Extrait fourni -
■ ■ ■ ■ ■
Aliou Cissé (Sénégal) et Nabil Maâloul (Tunisie) sont les deux sélectionneurs les moins bien payés parmi ceux qui disputeront la Coupe du monde en Russie. Un phénomène qui n’est pas nouveau en Afrique, où les techniciens étrangers perçoivent généralement de meilleurs salaires…
Hervé Renard est, avec 80 000 € mensuels, le mondialiste le mieux rémunéré, et accessoirement celui dont le salaire est le plus élevé sur tout le continent. Le sélectionneur français du Maroc devance l’Argentin Hector Cuper (Égypte), dont les émoluments sont passés de 40 000 à 53 000 €, soit une augmentation de 25 %, après la qualification des Pharaons pour la Coupe du monde. Suivent l’Allemand Gernot Rohr (Nigeria) avec 38 000 €, le Tunisien Nabil Maâloul (23 000 €) et le Sénégalais Aliou Cissé, qui doit se contenter de 13 300 €.
Certes, à ces salaires viennent s’ajouter différentes primes et avantages en nature [maison, voiture, forfait téléphonique, billets d’avion pour les étrangers, NDLR]. Mais force est de constater que sur le papier, la tendance reste la même depuis des années : les techniciens africains sont en général moins bien payés que leurs confrères étrangers sur le continent. Le dernier exemple en date concerne le Belge Paul Put, qui touche 30 000 € par mois en Guinée, quand son prédécesseur, Lappé Bangoura, avait droit à la moitié… quand il était payé.
■ ■ ■ ■ ■
Entrées présentées -
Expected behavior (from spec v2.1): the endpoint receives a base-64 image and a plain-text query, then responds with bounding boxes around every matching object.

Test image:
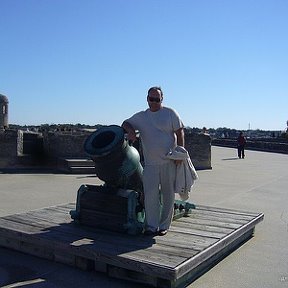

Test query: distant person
[122,87,184,236]
[201,126,209,135]
[237,132,246,159]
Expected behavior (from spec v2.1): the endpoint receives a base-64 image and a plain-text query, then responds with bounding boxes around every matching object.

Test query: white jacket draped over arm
[167,146,198,201]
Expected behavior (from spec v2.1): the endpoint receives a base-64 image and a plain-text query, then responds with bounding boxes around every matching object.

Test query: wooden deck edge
[176,213,264,279]
[171,227,255,288]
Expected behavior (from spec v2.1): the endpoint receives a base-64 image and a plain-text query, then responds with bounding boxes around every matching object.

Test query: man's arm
[121,120,137,143]
[175,128,185,147]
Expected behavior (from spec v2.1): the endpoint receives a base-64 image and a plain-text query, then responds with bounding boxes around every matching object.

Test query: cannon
[70,125,195,234]
[70,125,145,234]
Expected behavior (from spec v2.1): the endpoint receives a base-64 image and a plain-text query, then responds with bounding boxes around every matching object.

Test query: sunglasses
[148,96,161,103]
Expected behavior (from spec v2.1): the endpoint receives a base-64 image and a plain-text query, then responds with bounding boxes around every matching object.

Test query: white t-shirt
[126,107,183,165]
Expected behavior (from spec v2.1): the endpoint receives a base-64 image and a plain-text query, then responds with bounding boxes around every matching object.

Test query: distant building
[0,94,9,131]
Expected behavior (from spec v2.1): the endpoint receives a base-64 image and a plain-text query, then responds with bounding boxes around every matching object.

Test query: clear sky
[0,0,288,130]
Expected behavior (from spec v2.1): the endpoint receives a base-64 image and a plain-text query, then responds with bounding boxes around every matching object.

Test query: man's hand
[127,131,137,143]
[174,160,183,165]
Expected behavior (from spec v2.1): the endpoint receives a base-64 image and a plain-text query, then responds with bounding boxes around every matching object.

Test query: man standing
[237,132,246,159]
[122,87,184,236]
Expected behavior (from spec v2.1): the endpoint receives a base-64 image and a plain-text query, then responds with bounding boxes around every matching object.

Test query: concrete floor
[0,147,288,288]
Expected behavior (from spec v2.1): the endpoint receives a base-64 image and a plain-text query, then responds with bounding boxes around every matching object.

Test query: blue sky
[0,0,288,130]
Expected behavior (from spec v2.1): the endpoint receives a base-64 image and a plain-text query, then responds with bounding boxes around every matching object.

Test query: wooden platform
[0,203,264,288]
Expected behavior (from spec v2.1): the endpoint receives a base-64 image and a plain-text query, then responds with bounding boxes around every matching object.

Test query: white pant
[143,160,176,231]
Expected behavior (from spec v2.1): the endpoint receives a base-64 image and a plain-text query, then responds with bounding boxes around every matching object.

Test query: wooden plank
[0,203,264,288]
[176,214,264,278]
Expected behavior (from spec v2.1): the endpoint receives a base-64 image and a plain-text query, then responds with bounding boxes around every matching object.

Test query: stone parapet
[212,139,288,154]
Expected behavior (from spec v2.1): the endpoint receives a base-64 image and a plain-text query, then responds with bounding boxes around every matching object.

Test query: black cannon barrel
[84,125,143,193]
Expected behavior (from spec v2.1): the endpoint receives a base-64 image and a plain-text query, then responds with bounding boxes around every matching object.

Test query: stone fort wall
[0,130,212,170]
■ ■ ■ ■ ■
Exercice -
Relevez dans l'extrait sur les salaires des sélectionneurs tous les sélectionneurs qui disputeront la Coupe du monde en Russie. Pour chacun, indiquez le pays qu'il dirige et le montant de son salaire actuel.

Corrigé -
- Hervé Renard (Maroc) : 80 000 €
- Hector Cuper (Égypte) : 53 000 €
- Gernot Rohr (Nigeria) : 38 000 €
- Nabil Maâloul (Tunisie) : 23 000 €
- Aliou Cissé (Sénégal) : 13 300 €